WHAT YOU ARE ASKED TO DO:
If a record holds a picture, skip the picture but print everything else exactly.

RECORDED INFORMATION:
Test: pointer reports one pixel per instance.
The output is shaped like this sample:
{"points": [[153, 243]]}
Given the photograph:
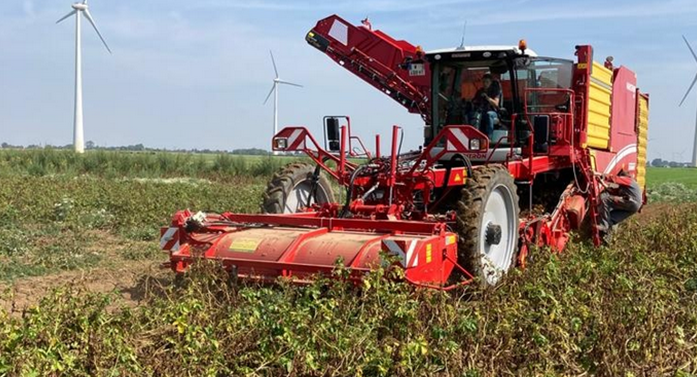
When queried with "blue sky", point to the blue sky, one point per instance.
{"points": [[194, 74]]}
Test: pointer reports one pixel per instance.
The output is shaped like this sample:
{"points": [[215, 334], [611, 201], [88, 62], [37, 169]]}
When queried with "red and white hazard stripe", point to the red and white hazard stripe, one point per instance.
{"points": [[170, 239], [296, 140], [404, 250]]}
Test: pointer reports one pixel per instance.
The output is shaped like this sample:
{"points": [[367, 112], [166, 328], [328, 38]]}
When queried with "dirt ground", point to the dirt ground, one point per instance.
{"points": [[133, 280]]}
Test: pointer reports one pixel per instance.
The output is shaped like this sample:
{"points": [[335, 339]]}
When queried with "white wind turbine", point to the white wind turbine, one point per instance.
{"points": [[274, 90], [78, 131], [694, 146]]}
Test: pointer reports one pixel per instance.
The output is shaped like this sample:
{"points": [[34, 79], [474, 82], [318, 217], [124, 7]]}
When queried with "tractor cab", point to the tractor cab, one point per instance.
{"points": [[506, 92]]}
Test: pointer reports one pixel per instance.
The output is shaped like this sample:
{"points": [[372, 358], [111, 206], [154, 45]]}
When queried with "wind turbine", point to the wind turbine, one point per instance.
{"points": [[78, 131], [274, 90], [694, 146]]}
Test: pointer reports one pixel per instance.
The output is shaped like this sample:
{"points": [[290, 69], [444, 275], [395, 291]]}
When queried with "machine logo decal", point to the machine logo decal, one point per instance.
{"points": [[244, 245], [624, 152], [170, 239]]}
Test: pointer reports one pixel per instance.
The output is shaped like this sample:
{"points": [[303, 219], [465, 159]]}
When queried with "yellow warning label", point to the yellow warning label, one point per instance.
{"points": [[244, 245]]}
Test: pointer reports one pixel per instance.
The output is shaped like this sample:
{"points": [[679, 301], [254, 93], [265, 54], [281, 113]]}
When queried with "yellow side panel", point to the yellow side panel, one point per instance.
{"points": [[642, 143], [599, 107]]}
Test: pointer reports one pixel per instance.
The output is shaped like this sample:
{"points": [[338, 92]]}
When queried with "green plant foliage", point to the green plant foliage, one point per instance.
{"points": [[626, 309]]}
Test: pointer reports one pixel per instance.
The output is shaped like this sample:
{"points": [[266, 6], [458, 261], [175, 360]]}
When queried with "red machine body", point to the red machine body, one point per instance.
{"points": [[554, 141]]}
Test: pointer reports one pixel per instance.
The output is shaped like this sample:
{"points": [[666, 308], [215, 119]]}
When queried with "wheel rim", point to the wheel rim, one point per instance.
{"points": [[298, 195], [498, 234]]}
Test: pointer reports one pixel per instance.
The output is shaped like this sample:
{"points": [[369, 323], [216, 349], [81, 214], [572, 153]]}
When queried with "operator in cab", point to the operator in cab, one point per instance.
{"points": [[621, 199], [486, 105]]}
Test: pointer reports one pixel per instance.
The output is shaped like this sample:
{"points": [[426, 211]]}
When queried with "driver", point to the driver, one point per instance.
{"points": [[486, 105]]}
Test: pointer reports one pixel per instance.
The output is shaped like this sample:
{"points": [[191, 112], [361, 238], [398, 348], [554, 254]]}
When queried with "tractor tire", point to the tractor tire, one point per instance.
{"points": [[487, 224], [290, 188]]}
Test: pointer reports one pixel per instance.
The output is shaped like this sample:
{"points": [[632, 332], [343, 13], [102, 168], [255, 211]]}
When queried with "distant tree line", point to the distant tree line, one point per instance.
{"points": [[90, 145], [659, 163]]}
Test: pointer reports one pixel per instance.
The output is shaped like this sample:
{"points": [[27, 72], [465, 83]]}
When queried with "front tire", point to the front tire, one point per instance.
{"points": [[487, 224], [293, 188]]}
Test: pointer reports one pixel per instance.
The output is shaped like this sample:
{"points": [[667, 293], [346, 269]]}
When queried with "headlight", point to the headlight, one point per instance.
{"points": [[280, 143]]}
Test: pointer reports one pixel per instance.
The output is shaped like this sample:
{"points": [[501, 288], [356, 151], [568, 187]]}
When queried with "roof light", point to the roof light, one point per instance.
{"points": [[522, 45]]}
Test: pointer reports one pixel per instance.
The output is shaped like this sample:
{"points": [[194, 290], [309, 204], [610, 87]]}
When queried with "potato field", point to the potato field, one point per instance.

EXERCISE OUTPUT:
Test: pointer reports one pixel per instance.
The output is shaped like this sample:
{"points": [[153, 243]]}
Given the photograph:
When queried with "blue sky", point to the blue sky, one point per instance.
{"points": [[194, 74]]}
Test: pointer reports one pixel per instance.
The output is shaped like this sample:
{"points": [[215, 334], [611, 201], [88, 62], [37, 169]]}
When queried with "red and white hazard stripe", point to the red and white hazard stripe, one point per instance.
{"points": [[170, 239], [296, 140], [404, 250]]}
Test: pointer reports one pixel per instance.
The output is shaped like this sample:
{"points": [[367, 112], [166, 328], [328, 38]]}
When queried with "dirt ground", point to the dirt ground, one point per instance.
{"points": [[133, 280]]}
Test: pointer reports one pixel per instance.
The output is shaped like this sample:
{"points": [[335, 339]]}
When queried with "white wind turbine", point to the white wind turbine, one point per instance.
{"points": [[274, 90], [78, 131], [694, 146]]}
Test: pointer reports one pixel per instance.
The output is shaped like this sample:
{"points": [[34, 79], [474, 82], [318, 217], [124, 7]]}
When queried with "tractor cab", point to the tractor cab, one point per instance.
{"points": [[506, 92]]}
Test: pointer reports one pixel per instance.
The output is shaped like this sample:
{"points": [[372, 358], [111, 206], [154, 45]]}
When queried with "wind turbine", point to the wind turbine, one point per instance.
{"points": [[78, 131], [274, 90], [694, 146]]}
Test: pointer reports one pixel per instance.
The output is shaped like this sample:
{"points": [[290, 69], [444, 275], [395, 291]]}
When queried with "machine logo decal", point to the machine logo decal, one point per instance.
{"points": [[244, 245], [624, 152], [170, 239]]}
Test: pointer reports one pixel per instance.
The output is shaped like this sample:
{"points": [[303, 219], [465, 159]]}
When queried with "yellow warning label", point to the yellow warning label, one point per instance.
{"points": [[244, 245]]}
Test: pointer reports one pixel per instance.
The output is shaped like this sample:
{"points": [[679, 301], [254, 93], [265, 54], [281, 113]]}
When queried with "yellow side panel", point to the yellow side panel, one point per instance.
{"points": [[642, 143], [599, 107]]}
Test: pointer reports one pixel per instance.
The output is shaped like this sample:
{"points": [[338, 92]]}
When queried with "green plant foliage", point to the green plant foliage, one point per instance.
{"points": [[626, 309]]}
Test: pointer reports one pixel per instance.
The output is shaped like this sample:
{"points": [[266, 6], [458, 261], [175, 360]]}
When queried with "red machine body", point to the red machine body, one point per instance.
{"points": [[554, 141]]}
Test: pointer reports one pixel per instance.
The output is shaped like this sample:
{"points": [[666, 308], [215, 119]]}
When queried with "wheel rim", point to the wheel rim, one point per instance.
{"points": [[298, 195], [498, 234]]}
Test: pointer reports one pixel per instance.
The output is shaped like this sample:
{"points": [[369, 323], [216, 349], [81, 214], [572, 153]]}
When queried with "operator in cab", point to the operator in cab, one point per instance.
{"points": [[621, 199], [486, 105]]}
Test: pointer reports one pixel per instance.
The output is shaped like this sample:
{"points": [[426, 211]]}
When queried with "driver", point to the driver, one point per instance.
{"points": [[486, 105]]}
Test: pointer reports one pixel per instance.
The output is shaped like this sample:
{"points": [[191, 112], [361, 238], [398, 348], [554, 254]]}
When queried with "tractor tire", point to the tractor tire, one point per instance.
{"points": [[487, 224], [290, 188]]}
Test: pointer reports one pixel per instance.
The output is shaped like this sample:
{"points": [[632, 332], [343, 13], [102, 168], [255, 211]]}
When queried with "distant tree line", point to the distant tree line, one point per instance.
{"points": [[90, 145], [659, 163]]}
Test: pointer reports one pixel per instance.
The output is shaped like this sample:
{"points": [[27, 72], [465, 83]]}
When queried with "front tire", point to the front tire, one point per instance.
{"points": [[487, 224], [293, 188]]}
Test: pointer reports one pixel per instance.
The output is shaped like this sample:
{"points": [[667, 293], [346, 269]]}
When queried with "headlight", point to the headlight, one point per instance.
{"points": [[280, 143]]}
Test: pointer reports one pixel per instance.
The output is shaped like this sample:
{"points": [[501, 288], [356, 151], [568, 187]]}
When queried with "roof light", point to the roof light, one point per instance.
{"points": [[522, 45]]}
Test: pointer reports one pixel per instance.
The output is shaped like this sample:
{"points": [[194, 290], [309, 204], [610, 87]]}
When queried with "potato field", point to the potato field, one point per instance.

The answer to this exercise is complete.